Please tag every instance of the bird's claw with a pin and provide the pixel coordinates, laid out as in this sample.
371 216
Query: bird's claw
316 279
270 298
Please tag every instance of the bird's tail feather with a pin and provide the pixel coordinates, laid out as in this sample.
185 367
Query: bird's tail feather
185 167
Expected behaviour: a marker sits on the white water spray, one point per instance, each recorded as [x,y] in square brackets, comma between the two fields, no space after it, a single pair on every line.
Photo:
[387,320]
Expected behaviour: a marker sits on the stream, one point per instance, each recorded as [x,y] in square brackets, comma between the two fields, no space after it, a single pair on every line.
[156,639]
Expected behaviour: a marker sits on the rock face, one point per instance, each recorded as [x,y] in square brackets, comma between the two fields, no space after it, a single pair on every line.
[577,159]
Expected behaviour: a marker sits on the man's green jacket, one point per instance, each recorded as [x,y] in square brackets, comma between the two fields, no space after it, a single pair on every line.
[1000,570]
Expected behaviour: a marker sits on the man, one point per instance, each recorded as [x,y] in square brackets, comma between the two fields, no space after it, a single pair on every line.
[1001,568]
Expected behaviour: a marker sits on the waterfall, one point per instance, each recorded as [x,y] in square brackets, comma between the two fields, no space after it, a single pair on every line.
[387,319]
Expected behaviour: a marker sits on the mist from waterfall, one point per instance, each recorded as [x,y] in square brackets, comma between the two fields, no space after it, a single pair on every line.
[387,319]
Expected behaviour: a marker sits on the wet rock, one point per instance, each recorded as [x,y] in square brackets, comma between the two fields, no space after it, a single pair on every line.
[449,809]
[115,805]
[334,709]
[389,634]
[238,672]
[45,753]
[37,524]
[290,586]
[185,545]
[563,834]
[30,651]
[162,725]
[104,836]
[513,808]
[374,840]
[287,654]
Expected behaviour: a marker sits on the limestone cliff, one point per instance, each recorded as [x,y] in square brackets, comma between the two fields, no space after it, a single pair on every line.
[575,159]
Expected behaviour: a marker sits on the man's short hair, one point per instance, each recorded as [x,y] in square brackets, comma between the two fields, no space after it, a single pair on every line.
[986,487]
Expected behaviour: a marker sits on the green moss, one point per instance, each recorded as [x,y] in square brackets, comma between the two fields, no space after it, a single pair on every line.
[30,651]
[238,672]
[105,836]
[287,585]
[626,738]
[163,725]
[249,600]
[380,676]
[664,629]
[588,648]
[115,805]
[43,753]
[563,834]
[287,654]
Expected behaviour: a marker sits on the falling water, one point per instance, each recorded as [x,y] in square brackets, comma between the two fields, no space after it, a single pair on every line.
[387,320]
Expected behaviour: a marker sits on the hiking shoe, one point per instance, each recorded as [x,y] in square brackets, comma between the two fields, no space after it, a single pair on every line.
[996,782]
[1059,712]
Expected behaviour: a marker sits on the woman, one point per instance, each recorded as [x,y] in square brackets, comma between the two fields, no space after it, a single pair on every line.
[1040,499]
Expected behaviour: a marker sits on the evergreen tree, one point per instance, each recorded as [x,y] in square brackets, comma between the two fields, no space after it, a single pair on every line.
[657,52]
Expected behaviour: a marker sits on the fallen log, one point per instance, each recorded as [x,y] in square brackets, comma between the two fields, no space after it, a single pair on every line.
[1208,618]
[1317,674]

- _WHAT THIS TASK INVOLVES_:
The full set of records, transcribed exactly, is the answer.

- _FINISHED EXERCISE_:
Please tag every instance of the bird's claw with a pin and provide the pixel coordinates, laid out as in this sample.
371 216
Query: bird's claw
316 279
270 298
Please tag every instance of the bird's tail feather with a pin and provide the pixel coordinates, laid out as in this sample.
185 367
Query: bird's tail feather
185 167
Expected behaviour: a marker sits on the white water spray, one point per instance, each recorded as [x,y] in square brackets, comma between the two fields, no space after it, a single pair on every line.
Photo:
[387,320]
Expected behaviour: a marker sits on the stream, one point per instance, each recorded as [x,y] in square brackets, comma between the two fields, no space after it, a single pair on every line.
[156,639]
Expected behaviour: a marker sits on the rock face, one point per instance, each recorded as [x,y] in square brackets, comma between the two fields, no space after it, a single pair on every line.
[577,159]
Expected behaviour: a marker sits on the man's green jacket, one point per instance, each recorded as [x,y] in square brackets, comma between the two fields, no space after it, a single pair on every line.
[1000,570]
Expected behaviour: a marker sits on the man, one point per instance, each recorded as [x,y] in square brackets, comma between the two fields, no space after it, a single pair on every line.
[1001,568]
Expected behaviour: a marker sits on the waterfall, one point per instance, each recorded as [x,y] in square brackets, comma between the two fields, no space after it, a single pair on every line.
[387,319]
Expected behaviour: a marker sits on the mist from waterfall, one point per instance, each recorded as [x,y] in square brackets, comma between the two fields, no space after it, a single pair on every line.
[387,319]
Expected behaviour: a marker sits on the wet rock, one point per instance, each recorded as [x,y] in square brackets, comma between the two fields, no space after it, a single pair on every line.
[449,809]
[115,805]
[334,709]
[389,634]
[238,672]
[45,753]
[37,524]
[290,586]
[185,545]
[563,834]
[30,651]
[162,725]
[104,836]
[513,808]
[374,840]
[287,654]
Expected behaviour: a marker sits on the limestone cliff, one point per instance, each recorded as [x,y] in square brackets, comma between the two fields, no space after it, a single pair on every line.
[575,159]
Expected behaviour: a marker sits on the man's short hair, one point per instance, each recorded as [x,y] in square brackets, comma between the two fields, no space after it, a single pair on every line.
[986,487]
Expected behaviour: a marker sits on the green moss, one point per instance, each recorded as [x,y] in square brackets, comma between the two fields, no space after it, a single pair on every line.
[30,651]
[238,672]
[105,836]
[287,585]
[626,738]
[163,725]
[249,600]
[380,676]
[664,629]
[588,648]
[115,805]
[43,753]
[563,834]
[287,654]
Expected behaviour: a marker sits on the falling water, one point per instance, each recorded as [x,y] in square brackets, comma between the two fields, no space after it, a single pair on every line.
[387,320]
Expected behaviour: a marker sits on the hiking shoe, one point per instance, each recorded as [x,y] in square brackets, comma between the two fields, no space after it, a single pair on every line.
[996,782]
[1059,712]
Expected behaviour: a marker sits on the woman, one point per instance, each recorded as [x,y] in square brackets, comma between the two fields, no space after it, a single pair on every line.
[1040,499]
Expected behaviour: a marker sits on the evergreen tree, one point per instance, each recorded as [x,y] in square brackets, comma between the two fields, no space after it, a single pair on every line.
[657,52]
Expected behaviour: a marker sits on the fallen log, one point per instance, each recorded as [x,y] in square brackets, comma between the two fields, no space after it, a single pair on every line.
[1208,618]
[1317,674]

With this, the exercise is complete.